■ WHAT TO WORK ON
Can you rewrite the lines below with "place a single pin" swapped for "drop one marker" everywhere, changing nothing else and leaving out the pictures?

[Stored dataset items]
= = = = = = =

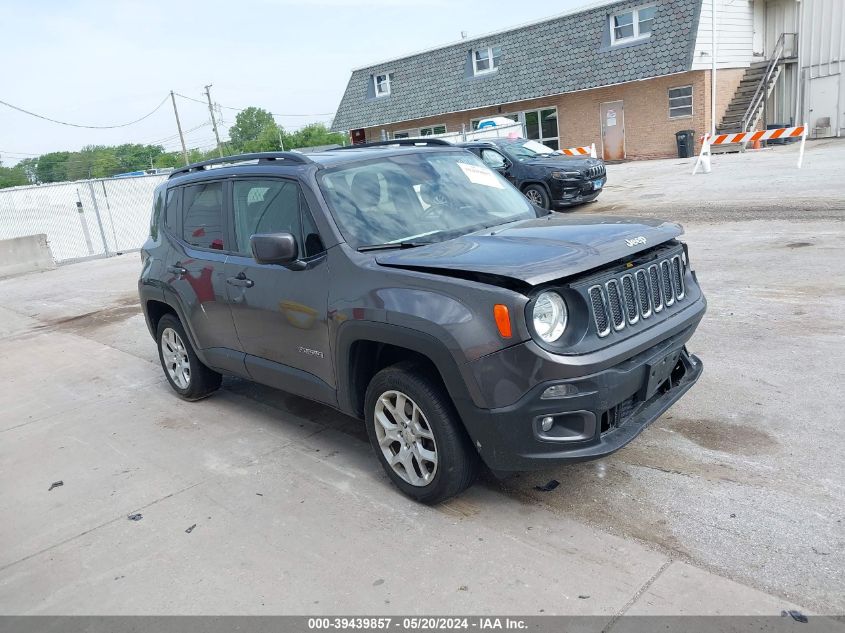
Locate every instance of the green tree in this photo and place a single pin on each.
(170, 159)
(254, 131)
(13, 176)
(313, 135)
(52, 167)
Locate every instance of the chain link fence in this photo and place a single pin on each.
(82, 219)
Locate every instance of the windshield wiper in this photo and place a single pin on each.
(389, 245)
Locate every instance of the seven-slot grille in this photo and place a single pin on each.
(595, 172)
(626, 299)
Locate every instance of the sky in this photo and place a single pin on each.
(107, 62)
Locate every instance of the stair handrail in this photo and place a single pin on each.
(761, 93)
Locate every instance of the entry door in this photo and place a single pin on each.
(824, 98)
(280, 312)
(613, 130)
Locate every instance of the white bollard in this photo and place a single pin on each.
(801, 150)
(703, 157)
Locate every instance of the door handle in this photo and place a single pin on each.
(240, 280)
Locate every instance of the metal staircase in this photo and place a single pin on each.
(746, 107)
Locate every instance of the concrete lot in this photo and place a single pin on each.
(731, 503)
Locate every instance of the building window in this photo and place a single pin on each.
(382, 85)
(486, 60)
(423, 131)
(434, 129)
(680, 102)
(474, 123)
(541, 125)
(631, 25)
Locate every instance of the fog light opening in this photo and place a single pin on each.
(559, 391)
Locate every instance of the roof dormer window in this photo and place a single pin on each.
(486, 60)
(381, 83)
(634, 24)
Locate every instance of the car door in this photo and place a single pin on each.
(280, 312)
(496, 160)
(195, 267)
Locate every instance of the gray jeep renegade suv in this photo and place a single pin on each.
(410, 286)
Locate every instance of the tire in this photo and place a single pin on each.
(184, 371)
(537, 194)
(438, 431)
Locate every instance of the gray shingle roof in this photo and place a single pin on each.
(562, 54)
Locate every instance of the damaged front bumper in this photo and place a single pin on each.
(590, 415)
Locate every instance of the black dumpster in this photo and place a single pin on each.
(686, 143)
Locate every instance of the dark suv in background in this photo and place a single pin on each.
(414, 288)
(549, 179)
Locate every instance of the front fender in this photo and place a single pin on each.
(457, 377)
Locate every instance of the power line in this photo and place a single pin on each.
(89, 127)
(242, 109)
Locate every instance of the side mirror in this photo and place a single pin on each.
(274, 248)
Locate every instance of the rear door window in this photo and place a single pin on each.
(202, 216)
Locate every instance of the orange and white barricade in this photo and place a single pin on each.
(587, 150)
(748, 137)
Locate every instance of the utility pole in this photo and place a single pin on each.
(213, 121)
(713, 56)
(179, 127)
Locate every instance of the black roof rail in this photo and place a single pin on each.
(261, 157)
(402, 142)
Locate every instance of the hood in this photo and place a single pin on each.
(560, 161)
(539, 250)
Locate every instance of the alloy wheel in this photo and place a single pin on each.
(405, 438)
(175, 358)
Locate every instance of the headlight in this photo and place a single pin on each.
(550, 316)
(563, 175)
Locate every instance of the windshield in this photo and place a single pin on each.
(419, 197)
(524, 150)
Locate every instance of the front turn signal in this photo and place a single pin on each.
(503, 320)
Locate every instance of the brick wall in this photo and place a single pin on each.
(649, 132)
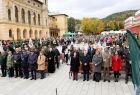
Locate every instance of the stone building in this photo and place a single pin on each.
(24, 19)
(58, 24)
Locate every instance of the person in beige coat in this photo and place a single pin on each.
(41, 64)
(106, 64)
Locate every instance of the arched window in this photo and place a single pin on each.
(10, 33)
(29, 17)
(9, 14)
(23, 15)
(36, 34)
(38, 19)
(40, 34)
(34, 18)
(46, 22)
(16, 14)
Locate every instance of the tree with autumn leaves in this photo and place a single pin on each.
(92, 25)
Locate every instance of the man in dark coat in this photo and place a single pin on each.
(85, 62)
(25, 64)
(128, 70)
(51, 64)
(17, 63)
(56, 56)
(75, 63)
(91, 52)
(97, 60)
(3, 59)
(32, 60)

= = = = = = =

■ REPLY TO THE TASK
Locate every instance of the green tree in this photo and drop one marker on each.
(170, 159)
(254, 131)
(13, 176)
(313, 135)
(52, 167)
Locate every instance of the chain link fence in this photo and drop one marker on each.
(82, 219)
Locate every instance of the windshield wiper in this photo and drop one marker on each.
(389, 245)
Locate every instance of the seven-slot grille in this photo and drop one marker on each.
(595, 172)
(626, 299)
Locate every instance of the sky in this photo and drop one marker on each.
(107, 62)
Locate every instance of the stair handrail in this photo and drop one marker on each.
(761, 93)
Locate every instance of the entry door in this photo and drop one marker on each.
(824, 98)
(280, 312)
(613, 130)
Locate every instance of the white bollard in this photo and drop one marker on each.
(801, 150)
(703, 157)
Locate every instance of the door handle in this photo and drop one marker on each.
(240, 280)
Locate every instance of the metal staircase in this photo and drop one marker on each.
(746, 107)
Locate every instance of the concrete lot in this photo and drop one marker on each.
(731, 503)
Locate every instance of the building window in this photo and drop one marker on each.
(382, 85)
(486, 60)
(423, 131)
(434, 129)
(680, 102)
(474, 123)
(541, 125)
(631, 25)
Locate every instance of the fog light opening in this photo and drop one marker on each.
(559, 391)
Locate every instance of the roof dormer window in this photo and drop one marker on each.
(486, 60)
(381, 83)
(634, 24)
Locate every instance of the car door in this photo and drop one marker on each.
(280, 312)
(496, 160)
(195, 267)
Locate every instance of the gray jeep renegade suv in this photo and drop one marker on each.
(410, 286)
Locate every instance of the tire in this photo and drop one marker on each.
(184, 371)
(537, 194)
(438, 431)
Locate every instance of the gray shingle roof in this photo and drop one marker on each.
(562, 54)
Locate every instance of the damaged front bumper in this photo and drop one marker on each.
(590, 415)
Locate every instance of the black dumpster in this photo and drop one marker on each.
(686, 143)
Locate every instance of the dark suv in background in this photo and drop one marker on each.
(414, 288)
(549, 179)
Locate every instance of the front fender in this photo and drop one marker on each.
(457, 377)
Locate every instance of the power line in this photo and drop one marker on each.
(89, 127)
(242, 109)
Locate every instance of the side mirror in this photo and drop one marker on each.
(274, 248)
Locate every instance of the rear door window in this photo and drop one marker on each.
(202, 216)
Locate every instance of the orange and white barricade in this photo and drop one marker on each.
(587, 150)
(748, 137)
Locate every instance of the utility pole in this photo and drop one marker on each.
(213, 121)
(713, 56)
(179, 127)
Locate every instance of the black roof rail in this photo and drop one marker on each.
(261, 157)
(402, 142)
Locate every instance of the hood in this photo and drop one marker on each.
(560, 161)
(539, 250)
Locate every instance of the alloy wheel in this photo and drop one marker on each.
(405, 438)
(175, 358)
Locate every instance of the headlight in this photo and drop one marker on each.
(550, 316)
(563, 175)
Locate every instance of the windshield in this photo and drop one marker on each.
(419, 197)
(524, 150)
Locate every instance of the front turn signal in this photo and drop one marker on each.
(503, 320)
Locate every instance of the brick wall in this photo and drop one marker on each.
(649, 132)
Locate every instance of the stone building in this photo and drop one marker on each.
(24, 19)
(58, 24)
Locate every instance of the person in beige coat in this photo and drop one marker on each.
(41, 64)
(106, 64)
Locate every instance of the arched window in this photo and drop one marker on each.
(10, 33)
(29, 17)
(9, 14)
(23, 15)
(36, 34)
(38, 19)
(40, 34)
(34, 18)
(46, 22)
(16, 14)
Locate every instance of the tree with autumn leaves in this photo and drop one marker on each.
(92, 25)
Locate every instance of the man in dark coat in this photo and drop one marker on each.
(85, 62)
(25, 64)
(128, 70)
(51, 64)
(17, 63)
(56, 56)
(75, 63)
(91, 52)
(97, 60)
(3, 59)
(32, 60)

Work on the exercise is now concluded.